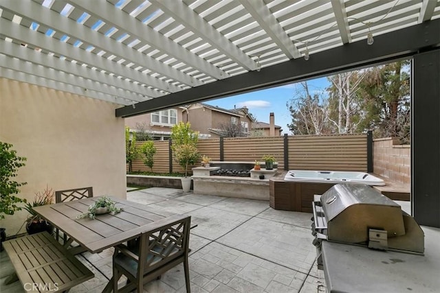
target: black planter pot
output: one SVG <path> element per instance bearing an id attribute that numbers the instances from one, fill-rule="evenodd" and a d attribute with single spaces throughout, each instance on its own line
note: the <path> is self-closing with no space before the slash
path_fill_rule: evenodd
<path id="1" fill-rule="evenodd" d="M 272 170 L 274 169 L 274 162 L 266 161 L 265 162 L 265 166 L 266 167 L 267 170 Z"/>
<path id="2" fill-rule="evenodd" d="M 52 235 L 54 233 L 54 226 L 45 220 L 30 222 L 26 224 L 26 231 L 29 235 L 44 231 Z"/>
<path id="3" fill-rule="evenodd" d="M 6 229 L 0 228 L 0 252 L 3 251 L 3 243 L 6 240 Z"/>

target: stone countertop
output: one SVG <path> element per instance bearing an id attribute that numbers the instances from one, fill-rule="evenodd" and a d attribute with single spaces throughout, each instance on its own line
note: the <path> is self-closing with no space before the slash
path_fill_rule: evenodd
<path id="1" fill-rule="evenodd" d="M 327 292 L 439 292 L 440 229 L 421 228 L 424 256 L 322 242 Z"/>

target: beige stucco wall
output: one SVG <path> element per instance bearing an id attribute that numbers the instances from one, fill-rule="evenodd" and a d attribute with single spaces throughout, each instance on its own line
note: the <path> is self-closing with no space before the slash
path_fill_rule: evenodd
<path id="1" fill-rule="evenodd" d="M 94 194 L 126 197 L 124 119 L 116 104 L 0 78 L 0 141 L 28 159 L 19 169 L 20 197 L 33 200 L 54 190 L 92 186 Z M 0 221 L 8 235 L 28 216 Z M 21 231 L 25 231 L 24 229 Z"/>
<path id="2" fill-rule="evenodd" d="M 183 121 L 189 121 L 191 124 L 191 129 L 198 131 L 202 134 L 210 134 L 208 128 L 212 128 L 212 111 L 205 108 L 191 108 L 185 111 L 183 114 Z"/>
===
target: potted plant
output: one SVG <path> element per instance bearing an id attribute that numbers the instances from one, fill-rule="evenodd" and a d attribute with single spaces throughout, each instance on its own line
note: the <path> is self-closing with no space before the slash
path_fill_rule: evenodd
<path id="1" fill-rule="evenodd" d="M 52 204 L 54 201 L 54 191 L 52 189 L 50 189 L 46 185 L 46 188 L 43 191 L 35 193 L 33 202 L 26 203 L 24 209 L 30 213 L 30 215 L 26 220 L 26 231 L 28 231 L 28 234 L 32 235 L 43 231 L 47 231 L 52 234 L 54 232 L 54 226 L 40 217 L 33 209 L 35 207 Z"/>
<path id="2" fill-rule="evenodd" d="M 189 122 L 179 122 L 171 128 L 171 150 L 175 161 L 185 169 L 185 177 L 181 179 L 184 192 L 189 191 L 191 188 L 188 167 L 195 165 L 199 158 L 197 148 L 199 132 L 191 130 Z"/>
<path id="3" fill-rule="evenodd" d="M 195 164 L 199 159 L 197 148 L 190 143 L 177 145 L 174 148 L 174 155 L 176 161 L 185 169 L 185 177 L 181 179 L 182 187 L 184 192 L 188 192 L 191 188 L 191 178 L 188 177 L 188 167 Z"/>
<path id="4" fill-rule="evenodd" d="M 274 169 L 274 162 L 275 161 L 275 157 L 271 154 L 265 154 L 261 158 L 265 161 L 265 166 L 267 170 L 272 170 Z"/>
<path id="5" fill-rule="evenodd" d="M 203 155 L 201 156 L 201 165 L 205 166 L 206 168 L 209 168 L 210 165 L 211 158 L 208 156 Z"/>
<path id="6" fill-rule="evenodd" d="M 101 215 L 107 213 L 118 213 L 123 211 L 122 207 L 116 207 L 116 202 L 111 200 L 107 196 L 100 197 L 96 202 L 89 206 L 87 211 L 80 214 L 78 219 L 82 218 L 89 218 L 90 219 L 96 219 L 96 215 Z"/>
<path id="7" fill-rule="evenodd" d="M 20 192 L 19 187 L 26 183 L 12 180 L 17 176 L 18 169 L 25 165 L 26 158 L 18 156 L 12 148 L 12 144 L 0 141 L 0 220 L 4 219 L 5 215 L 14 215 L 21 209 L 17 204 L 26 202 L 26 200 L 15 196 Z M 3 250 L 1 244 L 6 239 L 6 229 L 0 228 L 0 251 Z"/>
===
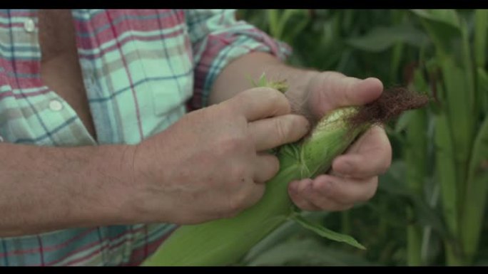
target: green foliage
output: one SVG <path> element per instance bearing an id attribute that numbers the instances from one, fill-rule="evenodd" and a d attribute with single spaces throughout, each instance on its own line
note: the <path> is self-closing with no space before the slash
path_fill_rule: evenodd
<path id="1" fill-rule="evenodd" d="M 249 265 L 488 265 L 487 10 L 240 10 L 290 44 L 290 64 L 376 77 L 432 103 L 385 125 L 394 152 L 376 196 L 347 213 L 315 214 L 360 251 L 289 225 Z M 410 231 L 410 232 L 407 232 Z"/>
===
▶ _What is asked_: Recast the listing from the line containing "target: stone countertop" through the line containing "183 121 L 189", both ends included, as a JSON list of strings with one string per line and blank lines left out.

▶ _Solution for this exercise_:
[
  "target: stone countertop",
  "output: one SVG <path> element per instance bearing an id attribute that numbers the instances from one, fill-rule=\"evenodd\" and a d attribute with single spaces throughout, each instance on its own line",
  "note: the <path> is self-closing with no space before the slash",
  "path_fill_rule: evenodd",
  "<path id=\"1\" fill-rule=\"evenodd\" d=\"M 327 292 L 439 292 L 440 229 L 421 228 L 424 256 L 322 242 Z\"/>",
  "target: beige stucco wall",
  "output: one SVG <path> element per instance bearing an id attribute that numbers the instances from one, fill-rule=\"evenodd\" and a d attribute with single spaces throughout, each instance on its own line",
  "note: the <path> is self-closing with no space before the slash",
  "path_fill_rule: evenodd",
  "<path id=\"1\" fill-rule=\"evenodd\" d=\"M 94 194 L 126 197 L 124 119 L 116 104 L 0 78 L 0 141 L 28 159 L 19 169 L 20 197 L 33 200 L 54 190 L 92 186 Z M 0 221 L 8 235 L 28 216 Z M 21 231 L 25 231 L 24 229 Z\"/>",
  "<path id=\"2\" fill-rule=\"evenodd\" d=\"M 183 121 L 189 121 L 191 124 L 191 129 L 198 131 L 202 134 L 210 134 L 208 128 L 212 128 L 212 111 L 205 108 L 191 108 L 185 111 L 183 114 Z\"/>"
]